◆ PROBLEM DETAILS ◆
Return each line of the data below that contains the word "truck".

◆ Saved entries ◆
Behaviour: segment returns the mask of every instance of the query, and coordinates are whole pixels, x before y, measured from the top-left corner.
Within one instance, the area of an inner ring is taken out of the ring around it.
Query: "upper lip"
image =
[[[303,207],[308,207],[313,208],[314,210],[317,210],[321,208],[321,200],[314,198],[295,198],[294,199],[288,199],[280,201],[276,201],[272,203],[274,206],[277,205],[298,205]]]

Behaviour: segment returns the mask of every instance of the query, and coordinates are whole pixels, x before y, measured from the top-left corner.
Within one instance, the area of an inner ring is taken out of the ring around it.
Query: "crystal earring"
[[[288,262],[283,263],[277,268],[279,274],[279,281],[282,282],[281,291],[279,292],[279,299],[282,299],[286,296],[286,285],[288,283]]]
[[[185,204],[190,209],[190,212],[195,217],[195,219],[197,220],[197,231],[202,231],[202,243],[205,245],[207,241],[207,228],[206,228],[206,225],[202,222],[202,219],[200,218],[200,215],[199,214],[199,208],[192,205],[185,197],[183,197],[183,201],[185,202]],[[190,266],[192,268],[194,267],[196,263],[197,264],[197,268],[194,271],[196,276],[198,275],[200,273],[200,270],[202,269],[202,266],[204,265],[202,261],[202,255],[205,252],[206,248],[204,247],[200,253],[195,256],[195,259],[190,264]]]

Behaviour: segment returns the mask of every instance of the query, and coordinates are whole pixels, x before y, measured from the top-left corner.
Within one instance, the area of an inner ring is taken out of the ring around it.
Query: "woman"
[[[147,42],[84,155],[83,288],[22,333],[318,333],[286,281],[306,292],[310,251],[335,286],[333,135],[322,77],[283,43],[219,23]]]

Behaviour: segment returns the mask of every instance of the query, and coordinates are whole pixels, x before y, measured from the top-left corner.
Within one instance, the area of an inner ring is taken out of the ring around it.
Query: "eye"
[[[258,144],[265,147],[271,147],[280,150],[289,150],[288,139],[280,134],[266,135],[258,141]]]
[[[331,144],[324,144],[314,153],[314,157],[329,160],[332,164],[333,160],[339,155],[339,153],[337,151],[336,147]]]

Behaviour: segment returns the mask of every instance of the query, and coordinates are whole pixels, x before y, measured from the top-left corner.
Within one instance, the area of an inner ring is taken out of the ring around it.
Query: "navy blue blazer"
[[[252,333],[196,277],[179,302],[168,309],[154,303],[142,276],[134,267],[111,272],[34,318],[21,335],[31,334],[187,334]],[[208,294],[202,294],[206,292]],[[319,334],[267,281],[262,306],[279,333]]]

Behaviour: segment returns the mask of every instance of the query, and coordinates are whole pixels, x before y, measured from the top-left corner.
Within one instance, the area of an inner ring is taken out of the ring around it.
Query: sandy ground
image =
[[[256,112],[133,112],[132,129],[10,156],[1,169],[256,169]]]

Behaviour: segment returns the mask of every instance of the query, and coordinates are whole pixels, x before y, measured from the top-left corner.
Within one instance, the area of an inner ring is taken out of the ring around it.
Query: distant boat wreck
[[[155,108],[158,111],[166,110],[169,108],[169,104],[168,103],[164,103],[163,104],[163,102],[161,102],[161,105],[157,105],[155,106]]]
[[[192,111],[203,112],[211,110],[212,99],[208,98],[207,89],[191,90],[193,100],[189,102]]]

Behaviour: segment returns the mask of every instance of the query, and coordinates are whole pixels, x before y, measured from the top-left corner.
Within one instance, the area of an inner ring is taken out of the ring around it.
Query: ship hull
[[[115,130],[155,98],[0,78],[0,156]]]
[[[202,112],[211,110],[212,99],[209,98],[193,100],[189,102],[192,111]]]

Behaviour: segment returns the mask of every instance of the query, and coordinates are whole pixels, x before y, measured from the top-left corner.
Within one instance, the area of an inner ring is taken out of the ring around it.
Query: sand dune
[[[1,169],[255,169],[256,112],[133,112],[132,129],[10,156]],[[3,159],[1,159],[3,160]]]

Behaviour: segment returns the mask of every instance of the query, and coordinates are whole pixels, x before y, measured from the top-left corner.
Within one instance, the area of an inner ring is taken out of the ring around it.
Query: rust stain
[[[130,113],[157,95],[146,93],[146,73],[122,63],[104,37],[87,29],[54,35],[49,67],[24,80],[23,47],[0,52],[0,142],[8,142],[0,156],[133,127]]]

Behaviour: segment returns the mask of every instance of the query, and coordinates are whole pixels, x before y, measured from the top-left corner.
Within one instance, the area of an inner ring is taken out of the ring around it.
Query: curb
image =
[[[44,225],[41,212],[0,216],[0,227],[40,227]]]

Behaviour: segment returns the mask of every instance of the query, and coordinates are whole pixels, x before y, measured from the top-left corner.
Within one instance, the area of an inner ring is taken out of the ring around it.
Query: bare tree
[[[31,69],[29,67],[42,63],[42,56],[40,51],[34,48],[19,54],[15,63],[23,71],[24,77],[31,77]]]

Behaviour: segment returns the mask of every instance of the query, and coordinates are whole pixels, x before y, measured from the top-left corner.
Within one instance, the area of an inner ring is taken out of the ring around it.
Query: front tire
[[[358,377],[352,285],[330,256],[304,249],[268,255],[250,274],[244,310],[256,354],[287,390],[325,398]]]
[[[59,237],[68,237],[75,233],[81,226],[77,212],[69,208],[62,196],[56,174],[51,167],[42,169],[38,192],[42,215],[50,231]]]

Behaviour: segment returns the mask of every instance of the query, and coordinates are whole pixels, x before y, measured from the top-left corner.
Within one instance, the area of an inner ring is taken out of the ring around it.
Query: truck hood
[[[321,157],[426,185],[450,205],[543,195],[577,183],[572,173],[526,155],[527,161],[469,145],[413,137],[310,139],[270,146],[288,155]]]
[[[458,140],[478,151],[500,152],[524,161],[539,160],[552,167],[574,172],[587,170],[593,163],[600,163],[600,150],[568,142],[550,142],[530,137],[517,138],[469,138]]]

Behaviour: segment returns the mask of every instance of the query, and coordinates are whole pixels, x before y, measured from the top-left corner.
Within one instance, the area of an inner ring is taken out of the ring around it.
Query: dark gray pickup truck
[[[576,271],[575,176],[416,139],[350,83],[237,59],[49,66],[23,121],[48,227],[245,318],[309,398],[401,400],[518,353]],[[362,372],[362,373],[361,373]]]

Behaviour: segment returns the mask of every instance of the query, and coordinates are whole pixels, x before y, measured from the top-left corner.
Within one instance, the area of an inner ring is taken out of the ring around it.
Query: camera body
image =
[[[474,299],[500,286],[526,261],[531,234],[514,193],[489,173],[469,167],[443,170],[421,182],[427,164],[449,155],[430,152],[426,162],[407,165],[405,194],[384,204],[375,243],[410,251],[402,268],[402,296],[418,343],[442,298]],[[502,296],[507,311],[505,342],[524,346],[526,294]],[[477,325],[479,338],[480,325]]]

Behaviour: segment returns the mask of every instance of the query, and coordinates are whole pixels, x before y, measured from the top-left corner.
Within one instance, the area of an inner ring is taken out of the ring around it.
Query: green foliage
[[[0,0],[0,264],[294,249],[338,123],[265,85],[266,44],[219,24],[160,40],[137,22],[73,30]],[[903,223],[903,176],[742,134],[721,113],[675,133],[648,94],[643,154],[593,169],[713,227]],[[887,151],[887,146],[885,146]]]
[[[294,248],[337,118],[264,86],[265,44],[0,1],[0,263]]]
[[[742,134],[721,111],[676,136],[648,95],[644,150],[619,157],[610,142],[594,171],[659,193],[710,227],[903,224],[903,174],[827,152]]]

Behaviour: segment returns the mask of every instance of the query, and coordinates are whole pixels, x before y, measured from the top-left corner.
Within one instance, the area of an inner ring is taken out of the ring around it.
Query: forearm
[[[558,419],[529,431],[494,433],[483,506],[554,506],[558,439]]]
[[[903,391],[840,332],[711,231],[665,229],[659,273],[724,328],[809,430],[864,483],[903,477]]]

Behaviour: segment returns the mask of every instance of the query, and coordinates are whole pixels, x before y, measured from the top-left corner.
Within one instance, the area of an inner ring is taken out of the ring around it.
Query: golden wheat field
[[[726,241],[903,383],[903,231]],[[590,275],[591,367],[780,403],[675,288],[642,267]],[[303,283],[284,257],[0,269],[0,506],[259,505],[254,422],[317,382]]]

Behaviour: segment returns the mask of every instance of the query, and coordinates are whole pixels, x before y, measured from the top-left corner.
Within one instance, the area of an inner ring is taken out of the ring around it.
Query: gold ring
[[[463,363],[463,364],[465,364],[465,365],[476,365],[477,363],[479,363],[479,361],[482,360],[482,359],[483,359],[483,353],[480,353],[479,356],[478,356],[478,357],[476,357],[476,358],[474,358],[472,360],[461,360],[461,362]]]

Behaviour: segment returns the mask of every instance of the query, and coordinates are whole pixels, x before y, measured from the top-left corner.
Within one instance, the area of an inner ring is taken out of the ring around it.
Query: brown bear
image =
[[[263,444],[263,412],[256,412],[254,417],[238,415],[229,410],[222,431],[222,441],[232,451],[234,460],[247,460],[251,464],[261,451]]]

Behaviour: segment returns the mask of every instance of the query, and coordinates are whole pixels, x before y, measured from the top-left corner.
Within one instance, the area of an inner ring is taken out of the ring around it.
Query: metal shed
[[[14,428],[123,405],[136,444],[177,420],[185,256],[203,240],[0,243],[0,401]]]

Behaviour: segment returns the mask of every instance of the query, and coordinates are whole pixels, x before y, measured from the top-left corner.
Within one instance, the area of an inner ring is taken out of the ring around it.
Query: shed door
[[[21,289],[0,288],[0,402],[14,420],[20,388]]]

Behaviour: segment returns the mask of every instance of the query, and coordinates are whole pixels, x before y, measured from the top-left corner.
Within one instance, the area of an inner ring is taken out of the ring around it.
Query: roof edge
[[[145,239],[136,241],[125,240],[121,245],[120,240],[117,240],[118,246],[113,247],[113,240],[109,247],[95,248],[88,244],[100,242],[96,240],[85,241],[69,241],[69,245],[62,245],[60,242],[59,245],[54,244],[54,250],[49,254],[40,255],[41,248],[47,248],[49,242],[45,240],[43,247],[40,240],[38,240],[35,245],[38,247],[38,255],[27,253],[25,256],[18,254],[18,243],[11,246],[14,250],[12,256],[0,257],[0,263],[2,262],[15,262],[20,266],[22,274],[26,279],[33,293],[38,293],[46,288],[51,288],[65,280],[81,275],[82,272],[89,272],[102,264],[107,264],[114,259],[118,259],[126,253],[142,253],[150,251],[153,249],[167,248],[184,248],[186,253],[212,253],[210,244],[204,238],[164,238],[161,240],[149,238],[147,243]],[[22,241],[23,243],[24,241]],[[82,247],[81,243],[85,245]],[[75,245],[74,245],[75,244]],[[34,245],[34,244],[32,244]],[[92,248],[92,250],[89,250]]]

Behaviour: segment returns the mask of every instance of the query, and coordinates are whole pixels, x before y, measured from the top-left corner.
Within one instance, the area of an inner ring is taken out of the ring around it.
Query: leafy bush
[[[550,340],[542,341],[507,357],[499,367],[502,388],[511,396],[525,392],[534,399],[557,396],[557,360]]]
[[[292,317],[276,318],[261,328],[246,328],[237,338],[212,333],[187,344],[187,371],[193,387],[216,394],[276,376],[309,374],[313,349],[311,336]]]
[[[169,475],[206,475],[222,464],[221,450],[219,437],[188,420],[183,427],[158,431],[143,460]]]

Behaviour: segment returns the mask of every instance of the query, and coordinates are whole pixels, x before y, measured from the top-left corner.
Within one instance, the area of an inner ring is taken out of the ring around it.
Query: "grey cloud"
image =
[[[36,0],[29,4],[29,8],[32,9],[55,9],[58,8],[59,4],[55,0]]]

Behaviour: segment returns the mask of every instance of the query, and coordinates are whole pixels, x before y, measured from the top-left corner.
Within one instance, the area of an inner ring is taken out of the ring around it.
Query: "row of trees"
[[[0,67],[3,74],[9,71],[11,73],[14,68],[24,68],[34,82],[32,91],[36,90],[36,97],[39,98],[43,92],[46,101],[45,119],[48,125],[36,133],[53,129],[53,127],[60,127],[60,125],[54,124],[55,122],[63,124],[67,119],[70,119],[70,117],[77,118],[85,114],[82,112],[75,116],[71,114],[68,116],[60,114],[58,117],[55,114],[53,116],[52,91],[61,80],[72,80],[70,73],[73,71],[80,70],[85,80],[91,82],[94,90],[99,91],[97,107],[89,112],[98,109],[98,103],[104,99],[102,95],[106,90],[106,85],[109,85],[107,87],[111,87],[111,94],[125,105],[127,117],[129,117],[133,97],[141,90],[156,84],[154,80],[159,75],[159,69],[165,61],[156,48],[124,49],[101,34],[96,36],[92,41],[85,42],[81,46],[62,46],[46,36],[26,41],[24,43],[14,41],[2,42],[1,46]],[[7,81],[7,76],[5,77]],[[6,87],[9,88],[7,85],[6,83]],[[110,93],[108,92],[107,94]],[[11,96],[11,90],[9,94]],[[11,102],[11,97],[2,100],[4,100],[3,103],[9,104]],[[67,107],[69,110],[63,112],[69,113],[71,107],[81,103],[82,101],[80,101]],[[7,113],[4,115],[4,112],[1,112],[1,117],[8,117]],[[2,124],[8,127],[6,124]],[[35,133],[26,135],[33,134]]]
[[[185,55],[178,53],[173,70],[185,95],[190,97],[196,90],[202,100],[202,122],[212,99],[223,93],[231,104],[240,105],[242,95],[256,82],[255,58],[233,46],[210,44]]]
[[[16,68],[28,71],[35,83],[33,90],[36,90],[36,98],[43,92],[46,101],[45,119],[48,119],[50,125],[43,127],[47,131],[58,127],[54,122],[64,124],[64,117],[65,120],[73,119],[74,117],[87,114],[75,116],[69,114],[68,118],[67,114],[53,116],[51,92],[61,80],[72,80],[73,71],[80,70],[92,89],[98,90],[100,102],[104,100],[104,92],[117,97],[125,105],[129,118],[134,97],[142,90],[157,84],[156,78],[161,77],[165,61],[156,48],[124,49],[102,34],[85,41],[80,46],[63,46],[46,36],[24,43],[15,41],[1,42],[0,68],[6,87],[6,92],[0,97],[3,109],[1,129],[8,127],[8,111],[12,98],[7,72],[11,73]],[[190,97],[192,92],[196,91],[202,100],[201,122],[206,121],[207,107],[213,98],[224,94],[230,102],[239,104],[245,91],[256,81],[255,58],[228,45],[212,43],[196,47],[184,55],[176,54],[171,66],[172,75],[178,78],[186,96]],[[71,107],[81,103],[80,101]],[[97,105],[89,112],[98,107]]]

◆ EXPECTED ANSWER ◆
Query: truck hood
Query: dark gray pickup truck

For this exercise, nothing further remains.